start

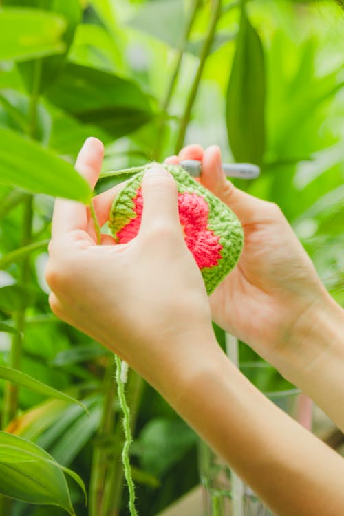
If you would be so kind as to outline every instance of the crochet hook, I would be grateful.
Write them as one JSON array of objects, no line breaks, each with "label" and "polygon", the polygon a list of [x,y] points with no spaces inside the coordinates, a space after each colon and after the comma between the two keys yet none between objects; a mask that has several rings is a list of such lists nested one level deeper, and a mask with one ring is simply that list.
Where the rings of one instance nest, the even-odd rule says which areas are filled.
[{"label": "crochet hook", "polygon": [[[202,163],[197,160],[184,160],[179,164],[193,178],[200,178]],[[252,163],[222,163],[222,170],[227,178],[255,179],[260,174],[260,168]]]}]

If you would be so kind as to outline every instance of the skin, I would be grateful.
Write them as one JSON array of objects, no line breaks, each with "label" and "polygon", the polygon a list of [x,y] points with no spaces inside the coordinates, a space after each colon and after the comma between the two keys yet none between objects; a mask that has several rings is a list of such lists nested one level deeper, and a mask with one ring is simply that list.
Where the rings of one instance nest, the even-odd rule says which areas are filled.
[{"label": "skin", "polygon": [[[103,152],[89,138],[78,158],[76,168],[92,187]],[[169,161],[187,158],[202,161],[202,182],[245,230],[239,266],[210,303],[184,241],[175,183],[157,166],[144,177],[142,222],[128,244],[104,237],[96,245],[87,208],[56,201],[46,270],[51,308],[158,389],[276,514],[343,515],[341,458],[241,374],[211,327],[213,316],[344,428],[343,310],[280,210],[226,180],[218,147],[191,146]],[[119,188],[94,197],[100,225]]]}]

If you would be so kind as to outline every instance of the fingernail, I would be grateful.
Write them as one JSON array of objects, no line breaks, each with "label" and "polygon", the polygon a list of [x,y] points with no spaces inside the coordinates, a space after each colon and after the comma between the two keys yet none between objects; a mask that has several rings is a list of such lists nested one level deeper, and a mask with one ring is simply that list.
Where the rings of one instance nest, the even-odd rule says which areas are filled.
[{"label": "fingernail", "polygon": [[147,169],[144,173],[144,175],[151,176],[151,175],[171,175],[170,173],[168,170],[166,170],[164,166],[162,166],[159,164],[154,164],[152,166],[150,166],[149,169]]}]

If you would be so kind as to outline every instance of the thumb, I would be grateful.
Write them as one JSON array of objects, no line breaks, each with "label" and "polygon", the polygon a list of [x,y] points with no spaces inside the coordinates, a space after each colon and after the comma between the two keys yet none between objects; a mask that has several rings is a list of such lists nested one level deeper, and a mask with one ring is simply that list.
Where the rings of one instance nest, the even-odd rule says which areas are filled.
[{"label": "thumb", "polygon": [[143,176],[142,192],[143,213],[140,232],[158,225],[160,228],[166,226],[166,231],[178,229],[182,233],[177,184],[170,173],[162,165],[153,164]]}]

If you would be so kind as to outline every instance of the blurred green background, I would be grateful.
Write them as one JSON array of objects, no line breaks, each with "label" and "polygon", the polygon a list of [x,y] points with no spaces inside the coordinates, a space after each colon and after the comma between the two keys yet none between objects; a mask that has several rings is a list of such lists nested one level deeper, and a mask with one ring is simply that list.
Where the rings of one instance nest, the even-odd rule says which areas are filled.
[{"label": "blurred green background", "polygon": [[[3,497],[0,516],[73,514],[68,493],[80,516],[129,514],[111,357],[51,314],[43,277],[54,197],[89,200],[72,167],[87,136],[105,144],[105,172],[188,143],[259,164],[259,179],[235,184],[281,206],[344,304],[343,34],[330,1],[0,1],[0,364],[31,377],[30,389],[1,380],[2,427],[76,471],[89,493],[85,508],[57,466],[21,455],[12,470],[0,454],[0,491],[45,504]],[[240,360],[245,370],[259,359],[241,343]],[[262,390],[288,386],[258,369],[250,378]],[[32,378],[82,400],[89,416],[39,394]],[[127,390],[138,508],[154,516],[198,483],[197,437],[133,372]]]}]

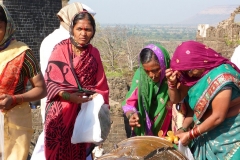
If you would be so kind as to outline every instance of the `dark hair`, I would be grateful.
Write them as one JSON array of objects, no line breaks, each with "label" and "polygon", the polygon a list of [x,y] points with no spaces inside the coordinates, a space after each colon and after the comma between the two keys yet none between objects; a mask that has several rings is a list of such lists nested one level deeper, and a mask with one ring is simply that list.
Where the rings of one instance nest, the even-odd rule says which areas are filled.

end

## INSTRUCTIONS FOR THE TASK
Make an exact reproduction of the listing above, without any pictures.

## ANSWER TO THIS PROBLEM
If you would be so kind as to outline every instance of the crochet hook, I would be grateful.
Write them as one JSON array of objects, no line breaks, each with "label" and "polygon", the polygon a list of [x,y] points with no spaces inside the coordinates, a space after each colon and after the comma between the two keys yet none between objects; a mask that has several rings is a list of such lists nested one level deeper, and a mask with one ring is simply that list.
Where the rings of one instance nest, the even-odd rule says which areas are filled.
[{"label": "crochet hook", "polygon": [[[202,163],[197,160],[184,160],[179,164],[193,178],[200,178]],[[252,163],[222,163],[222,170],[227,178],[255,179],[260,174],[260,168]]]}]

If you would be so kind as to outline every instance of the skin, I would be grateful.
Write them as one JSON array of objects, no line breaks, each with "label" and "polygon", the polygon a list of [x,y] points with no spaces inside the coordinates, a space after each colon and after the comma between the two keys yet none between objects; a mask that has several rings is a list of such lists nested one level deeper, and a mask with one ring is simply that list.
Where the rings of one instance nest, the even-odd rule says which areas are filled.
[{"label": "skin", "polygon": [[[103,152],[89,138],[78,158],[76,168],[92,187]],[[169,161],[187,158],[202,161],[202,182],[245,230],[239,266],[210,303],[184,241],[175,183],[157,166],[144,177],[142,222],[128,244],[104,237],[96,245],[87,208],[56,201],[46,270],[51,308],[158,389],[276,514],[343,515],[341,458],[241,374],[211,327],[213,316],[344,428],[343,310],[280,210],[226,180],[218,147],[191,146]],[[119,188],[94,197],[100,225]]]}]

If you would be so kind as to outline every instance of the fingernail, I would be grateful.
Write them as one JSON array of objects, no line breaks, each with "label" and "polygon", the polygon a list of [x,y] points with no spaces inside the coordinates, a space after each colon and after the comma between the two keys yet none between objects; a mask that has several rings is a list of such lists nested one level deeper, and a mask with one ring is simply that list.
Where the rings of one instance nest, the even-odd rule says which areas are filled.
[{"label": "fingernail", "polygon": [[147,169],[144,173],[144,175],[151,176],[151,175],[171,175],[170,173],[168,170],[166,170],[164,166],[162,166],[159,164],[154,164],[152,166],[150,166],[149,169]]}]

If you would be so kind as to outline every instance of the thumb, I would be grateful.
Write them as one JSON array of objects, no line breaks, each with "label" and "polygon", the polygon a list of [x,y] points with no spaces inside the coordinates, a space after each colon and after the comma between the two keys yet none between objects; a mask that has several rings is a list of such lists nested one level deeper, and a mask with one ring is simply that list.
Where the rings of one instance nest, the even-odd rule says which areas are filled.
[{"label": "thumb", "polygon": [[143,176],[142,192],[143,213],[140,232],[158,225],[160,228],[166,226],[166,231],[178,229],[182,233],[177,184],[170,173],[162,165],[153,164]]}]

If you would be so kind as to outline every instance of the blurred green background, I would be grateful.
Write them as one JSON array of objects, no line breaks, each with "label" and "polygon", the polygon a list of [x,y] points with no spaces inside the coordinates, a space after each colon and after the comma between the two keys yet none between objects; a mask that has several rings is a list of such lists nested one level deeper, and a mask with one ring is simply that list.
Where the rings of one instance nest, the even-odd rule says which areas are filled.
[{"label": "blurred green background", "polygon": [[[3,497],[0,516],[73,514],[68,493],[80,516],[129,514],[111,357],[51,314],[43,277],[54,197],[89,200],[72,167],[87,136],[105,144],[105,172],[188,143],[259,164],[259,179],[235,184],[281,206],[344,304],[343,34],[330,1],[0,1],[0,364],[31,377],[30,389],[1,380],[2,427],[76,471],[89,493],[85,508],[57,466],[21,455],[12,470],[0,454],[0,491],[45,504]],[[240,360],[245,370],[259,359],[241,343]],[[262,390],[288,386],[258,369],[250,378]],[[32,378],[82,400],[89,416],[39,394]],[[127,390],[138,508],[154,516],[198,483],[197,437],[133,372]]]}]

If you would be so kind as to outline every instance of the `dark hair`, I would be grateful.
Write them as one JSON array of objects, no line breaks, each with "label" and "polygon", the polygon a list of [x,y] points with no spaces inside the coordinates, a space after each colon and after the comma between the two keys yet none between objects; a mask that has several rings is a list of such lists nested one level deeper, and a mask with one ring is simply that list.
Where the rings of one instance nest, the even-odd rule says which areas are filled.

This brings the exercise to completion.